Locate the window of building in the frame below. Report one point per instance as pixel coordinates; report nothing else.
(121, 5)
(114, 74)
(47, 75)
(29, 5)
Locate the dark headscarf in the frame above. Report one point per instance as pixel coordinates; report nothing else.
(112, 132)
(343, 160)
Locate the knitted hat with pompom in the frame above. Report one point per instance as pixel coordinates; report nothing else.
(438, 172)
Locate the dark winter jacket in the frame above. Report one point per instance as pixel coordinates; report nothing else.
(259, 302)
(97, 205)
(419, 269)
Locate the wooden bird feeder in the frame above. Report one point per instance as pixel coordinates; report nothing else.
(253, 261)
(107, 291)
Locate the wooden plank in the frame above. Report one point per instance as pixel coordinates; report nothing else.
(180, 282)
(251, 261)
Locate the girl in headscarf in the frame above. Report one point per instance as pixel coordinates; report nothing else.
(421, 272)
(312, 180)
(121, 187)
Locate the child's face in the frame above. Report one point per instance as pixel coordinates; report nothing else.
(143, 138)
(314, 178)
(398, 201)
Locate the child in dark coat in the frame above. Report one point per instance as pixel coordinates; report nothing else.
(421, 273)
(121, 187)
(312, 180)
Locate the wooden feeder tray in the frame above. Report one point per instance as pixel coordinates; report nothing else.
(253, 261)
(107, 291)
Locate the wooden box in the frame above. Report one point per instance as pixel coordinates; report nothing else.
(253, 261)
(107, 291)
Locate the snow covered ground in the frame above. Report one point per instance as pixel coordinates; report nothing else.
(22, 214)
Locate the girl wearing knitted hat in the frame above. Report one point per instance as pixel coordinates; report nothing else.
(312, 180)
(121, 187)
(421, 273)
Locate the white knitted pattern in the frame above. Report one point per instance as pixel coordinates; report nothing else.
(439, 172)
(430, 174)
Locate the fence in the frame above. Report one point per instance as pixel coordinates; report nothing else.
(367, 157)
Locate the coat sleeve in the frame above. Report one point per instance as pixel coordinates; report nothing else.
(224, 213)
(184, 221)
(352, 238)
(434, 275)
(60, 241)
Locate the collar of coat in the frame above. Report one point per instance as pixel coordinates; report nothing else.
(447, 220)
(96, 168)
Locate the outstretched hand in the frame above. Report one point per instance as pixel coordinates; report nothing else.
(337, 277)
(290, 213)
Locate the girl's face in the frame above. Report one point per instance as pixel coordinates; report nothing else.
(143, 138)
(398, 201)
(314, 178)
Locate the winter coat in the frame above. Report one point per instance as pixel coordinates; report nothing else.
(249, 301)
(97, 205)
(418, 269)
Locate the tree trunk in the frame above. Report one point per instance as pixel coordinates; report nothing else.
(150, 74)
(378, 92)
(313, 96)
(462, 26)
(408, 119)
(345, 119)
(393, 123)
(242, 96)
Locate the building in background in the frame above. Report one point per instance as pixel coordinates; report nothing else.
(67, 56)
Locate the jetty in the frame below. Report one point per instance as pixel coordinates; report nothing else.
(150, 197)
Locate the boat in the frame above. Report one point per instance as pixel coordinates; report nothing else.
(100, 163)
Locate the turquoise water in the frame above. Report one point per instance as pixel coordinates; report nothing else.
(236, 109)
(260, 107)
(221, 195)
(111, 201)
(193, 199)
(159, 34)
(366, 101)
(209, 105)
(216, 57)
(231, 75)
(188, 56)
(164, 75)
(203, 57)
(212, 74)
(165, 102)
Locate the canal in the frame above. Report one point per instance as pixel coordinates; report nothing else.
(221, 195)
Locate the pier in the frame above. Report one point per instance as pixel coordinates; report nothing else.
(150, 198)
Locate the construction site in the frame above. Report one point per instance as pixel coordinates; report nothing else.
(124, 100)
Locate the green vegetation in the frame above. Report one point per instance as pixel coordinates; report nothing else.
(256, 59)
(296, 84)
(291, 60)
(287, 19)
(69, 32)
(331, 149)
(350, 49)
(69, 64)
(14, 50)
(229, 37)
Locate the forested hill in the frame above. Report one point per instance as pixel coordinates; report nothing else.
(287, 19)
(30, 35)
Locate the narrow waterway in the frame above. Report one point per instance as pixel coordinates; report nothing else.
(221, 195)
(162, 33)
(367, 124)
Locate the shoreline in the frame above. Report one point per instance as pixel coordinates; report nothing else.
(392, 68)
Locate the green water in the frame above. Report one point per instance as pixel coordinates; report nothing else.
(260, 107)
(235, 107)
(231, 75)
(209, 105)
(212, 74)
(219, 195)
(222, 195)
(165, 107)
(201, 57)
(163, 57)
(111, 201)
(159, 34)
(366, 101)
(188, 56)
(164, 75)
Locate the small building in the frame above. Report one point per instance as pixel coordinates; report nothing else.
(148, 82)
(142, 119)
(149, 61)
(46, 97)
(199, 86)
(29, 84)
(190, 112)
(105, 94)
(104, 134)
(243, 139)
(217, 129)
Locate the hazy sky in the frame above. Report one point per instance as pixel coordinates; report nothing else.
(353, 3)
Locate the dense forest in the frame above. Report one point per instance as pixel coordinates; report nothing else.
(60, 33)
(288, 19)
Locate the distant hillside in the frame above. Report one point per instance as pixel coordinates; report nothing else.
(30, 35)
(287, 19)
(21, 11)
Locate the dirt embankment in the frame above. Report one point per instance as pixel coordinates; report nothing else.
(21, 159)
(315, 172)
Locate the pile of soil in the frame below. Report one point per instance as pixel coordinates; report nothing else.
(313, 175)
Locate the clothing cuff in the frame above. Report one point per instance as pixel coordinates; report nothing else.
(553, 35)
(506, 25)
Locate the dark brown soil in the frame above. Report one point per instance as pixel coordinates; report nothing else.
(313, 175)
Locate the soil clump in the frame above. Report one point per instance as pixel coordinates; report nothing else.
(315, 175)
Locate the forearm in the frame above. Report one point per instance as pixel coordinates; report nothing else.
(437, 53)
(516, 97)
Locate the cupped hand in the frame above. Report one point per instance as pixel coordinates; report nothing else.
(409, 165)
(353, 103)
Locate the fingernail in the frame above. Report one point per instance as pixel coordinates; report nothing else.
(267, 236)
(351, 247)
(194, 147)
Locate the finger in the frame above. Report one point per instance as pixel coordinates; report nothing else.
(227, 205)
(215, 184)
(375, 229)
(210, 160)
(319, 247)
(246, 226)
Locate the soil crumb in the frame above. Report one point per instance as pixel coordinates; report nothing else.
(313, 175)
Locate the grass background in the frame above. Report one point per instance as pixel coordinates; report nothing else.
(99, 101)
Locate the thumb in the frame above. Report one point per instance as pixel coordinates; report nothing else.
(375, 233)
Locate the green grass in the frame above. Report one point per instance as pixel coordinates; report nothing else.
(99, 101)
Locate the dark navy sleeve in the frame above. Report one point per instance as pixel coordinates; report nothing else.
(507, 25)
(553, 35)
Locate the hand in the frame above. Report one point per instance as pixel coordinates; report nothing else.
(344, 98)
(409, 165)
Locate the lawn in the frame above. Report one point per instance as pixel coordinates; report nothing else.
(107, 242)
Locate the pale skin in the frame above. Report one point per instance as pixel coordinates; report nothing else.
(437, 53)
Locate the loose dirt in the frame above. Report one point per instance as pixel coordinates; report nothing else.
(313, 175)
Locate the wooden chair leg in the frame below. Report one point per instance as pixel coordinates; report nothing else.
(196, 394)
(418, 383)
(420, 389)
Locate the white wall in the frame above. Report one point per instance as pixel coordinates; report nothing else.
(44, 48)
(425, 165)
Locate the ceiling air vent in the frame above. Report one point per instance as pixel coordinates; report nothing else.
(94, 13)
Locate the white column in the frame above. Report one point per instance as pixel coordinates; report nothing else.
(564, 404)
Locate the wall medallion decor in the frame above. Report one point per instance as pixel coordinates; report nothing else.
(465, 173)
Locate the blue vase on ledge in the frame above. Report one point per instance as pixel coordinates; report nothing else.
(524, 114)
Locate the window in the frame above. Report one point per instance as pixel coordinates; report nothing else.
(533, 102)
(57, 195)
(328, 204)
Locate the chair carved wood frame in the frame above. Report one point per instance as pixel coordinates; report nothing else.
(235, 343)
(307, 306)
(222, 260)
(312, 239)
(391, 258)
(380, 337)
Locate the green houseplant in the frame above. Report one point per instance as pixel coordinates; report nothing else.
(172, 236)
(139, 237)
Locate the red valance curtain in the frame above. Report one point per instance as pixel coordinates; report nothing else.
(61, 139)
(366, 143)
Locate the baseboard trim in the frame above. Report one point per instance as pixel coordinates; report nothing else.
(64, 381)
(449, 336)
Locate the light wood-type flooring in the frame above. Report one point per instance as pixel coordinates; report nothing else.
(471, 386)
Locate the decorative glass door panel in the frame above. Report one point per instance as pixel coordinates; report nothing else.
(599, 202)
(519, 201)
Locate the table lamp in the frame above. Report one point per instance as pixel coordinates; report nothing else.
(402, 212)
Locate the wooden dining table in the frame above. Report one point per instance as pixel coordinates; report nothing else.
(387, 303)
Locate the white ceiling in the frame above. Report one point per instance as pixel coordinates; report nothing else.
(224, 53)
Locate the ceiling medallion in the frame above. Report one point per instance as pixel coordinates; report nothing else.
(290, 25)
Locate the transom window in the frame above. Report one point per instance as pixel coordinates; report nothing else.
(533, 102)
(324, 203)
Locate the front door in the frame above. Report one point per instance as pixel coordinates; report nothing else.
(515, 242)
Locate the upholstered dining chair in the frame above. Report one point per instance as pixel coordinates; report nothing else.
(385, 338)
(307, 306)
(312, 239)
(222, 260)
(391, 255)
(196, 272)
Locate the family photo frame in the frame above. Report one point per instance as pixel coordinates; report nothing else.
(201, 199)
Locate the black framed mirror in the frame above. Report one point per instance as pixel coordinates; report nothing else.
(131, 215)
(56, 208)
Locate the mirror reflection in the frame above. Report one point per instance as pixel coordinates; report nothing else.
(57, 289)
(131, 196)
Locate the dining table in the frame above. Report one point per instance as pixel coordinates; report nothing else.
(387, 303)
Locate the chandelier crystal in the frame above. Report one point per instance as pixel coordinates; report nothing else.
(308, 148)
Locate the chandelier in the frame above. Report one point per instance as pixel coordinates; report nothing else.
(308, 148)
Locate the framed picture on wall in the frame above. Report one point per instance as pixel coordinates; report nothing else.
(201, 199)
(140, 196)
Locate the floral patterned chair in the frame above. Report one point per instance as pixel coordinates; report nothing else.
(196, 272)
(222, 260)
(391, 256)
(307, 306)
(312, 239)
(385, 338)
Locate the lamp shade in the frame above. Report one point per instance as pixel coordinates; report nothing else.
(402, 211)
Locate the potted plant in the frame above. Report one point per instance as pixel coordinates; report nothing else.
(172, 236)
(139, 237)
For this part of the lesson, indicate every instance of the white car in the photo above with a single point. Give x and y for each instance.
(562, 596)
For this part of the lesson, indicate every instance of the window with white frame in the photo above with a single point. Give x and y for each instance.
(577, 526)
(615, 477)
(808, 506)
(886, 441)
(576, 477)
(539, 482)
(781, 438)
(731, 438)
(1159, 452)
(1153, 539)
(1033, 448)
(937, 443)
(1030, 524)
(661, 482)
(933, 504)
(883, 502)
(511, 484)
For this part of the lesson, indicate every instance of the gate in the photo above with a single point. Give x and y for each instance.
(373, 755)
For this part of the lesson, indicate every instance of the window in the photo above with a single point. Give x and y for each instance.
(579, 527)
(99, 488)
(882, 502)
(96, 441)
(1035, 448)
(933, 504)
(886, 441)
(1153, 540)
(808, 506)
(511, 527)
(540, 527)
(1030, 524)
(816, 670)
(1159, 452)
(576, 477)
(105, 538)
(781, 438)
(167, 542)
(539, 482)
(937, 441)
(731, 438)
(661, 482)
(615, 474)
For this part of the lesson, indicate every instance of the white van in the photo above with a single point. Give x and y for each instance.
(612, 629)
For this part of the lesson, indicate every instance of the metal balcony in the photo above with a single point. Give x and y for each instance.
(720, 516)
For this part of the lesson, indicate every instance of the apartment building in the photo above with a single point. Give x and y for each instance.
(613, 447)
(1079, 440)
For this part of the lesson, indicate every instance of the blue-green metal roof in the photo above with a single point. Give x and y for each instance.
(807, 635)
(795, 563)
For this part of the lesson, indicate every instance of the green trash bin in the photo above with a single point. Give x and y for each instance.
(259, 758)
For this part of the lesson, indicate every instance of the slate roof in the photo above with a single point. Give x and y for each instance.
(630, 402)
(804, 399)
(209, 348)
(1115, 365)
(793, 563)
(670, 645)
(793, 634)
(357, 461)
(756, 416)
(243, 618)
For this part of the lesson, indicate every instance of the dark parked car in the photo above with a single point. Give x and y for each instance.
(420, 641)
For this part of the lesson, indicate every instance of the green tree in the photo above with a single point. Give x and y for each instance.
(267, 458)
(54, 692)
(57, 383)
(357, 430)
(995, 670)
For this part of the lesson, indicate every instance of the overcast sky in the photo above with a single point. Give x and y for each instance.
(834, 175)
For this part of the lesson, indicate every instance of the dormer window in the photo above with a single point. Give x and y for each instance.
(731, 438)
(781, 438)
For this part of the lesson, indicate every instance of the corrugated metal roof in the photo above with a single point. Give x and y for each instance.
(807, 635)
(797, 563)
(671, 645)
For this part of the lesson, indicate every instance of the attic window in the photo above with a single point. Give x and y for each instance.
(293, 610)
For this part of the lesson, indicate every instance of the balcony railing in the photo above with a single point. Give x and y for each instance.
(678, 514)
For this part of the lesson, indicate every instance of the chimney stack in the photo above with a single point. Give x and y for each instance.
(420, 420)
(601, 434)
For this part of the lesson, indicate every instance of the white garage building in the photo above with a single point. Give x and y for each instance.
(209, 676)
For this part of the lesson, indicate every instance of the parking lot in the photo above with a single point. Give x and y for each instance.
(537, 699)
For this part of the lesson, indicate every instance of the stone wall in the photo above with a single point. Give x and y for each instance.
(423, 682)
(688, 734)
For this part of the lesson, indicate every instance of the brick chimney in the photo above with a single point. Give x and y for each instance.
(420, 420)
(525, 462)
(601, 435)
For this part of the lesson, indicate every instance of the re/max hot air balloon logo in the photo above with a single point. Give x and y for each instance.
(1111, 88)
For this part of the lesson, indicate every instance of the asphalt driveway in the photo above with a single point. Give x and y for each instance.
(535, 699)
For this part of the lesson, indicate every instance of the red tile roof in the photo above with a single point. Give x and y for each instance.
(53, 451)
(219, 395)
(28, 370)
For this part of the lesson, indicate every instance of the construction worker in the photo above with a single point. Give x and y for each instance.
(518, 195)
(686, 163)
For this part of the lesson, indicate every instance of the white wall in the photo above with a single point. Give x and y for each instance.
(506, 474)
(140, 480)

◆ Work order ◆
Output exactly what runs from the line with "the white garage" to the final line above, both lines included, and nothing else.

◆ Answer space ◆
For this part of the lesson, indicate every instance of the white garage building in the photo above with a single point. Give x and y for each instance.
(209, 676)
For this part of the lesson, indicate every instance of the parking lot in the photo above with a single point. Give x and y for each instance.
(537, 699)
For this part of the lesson, indicate every instance of the stone wall in the photo above with a single point. Give x and y for each instance.
(423, 682)
(688, 734)
For this part of the lesson, indicate every instance of the brick chimney in the photo above with a single point. Give x and y for each instance.
(420, 420)
(525, 462)
(601, 435)
For this part of the lesson, indicate every instance of the re/max hot air balloon logo in the photo above with a single point. Give x and y for each instance.
(1111, 88)
For this part of the lesson, indicate every instance of the asphalt driveway in the photo above with a single point. Give x and y for each instance.
(535, 699)
For this part of the lesson, indicate every instance of the red tile roof in the photo above with a single point. Give x and y for each instance.
(53, 451)
(219, 395)
(28, 370)
For this part of the lesson, indicate every instance of the construction worker in the photo above with a single point. Give x and y for each instance.
(518, 195)
(686, 163)
For this part of the lesson, indicate every instance of the white wall in the photo above with a single point. Give x and y for each instance.
(506, 474)
(140, 480)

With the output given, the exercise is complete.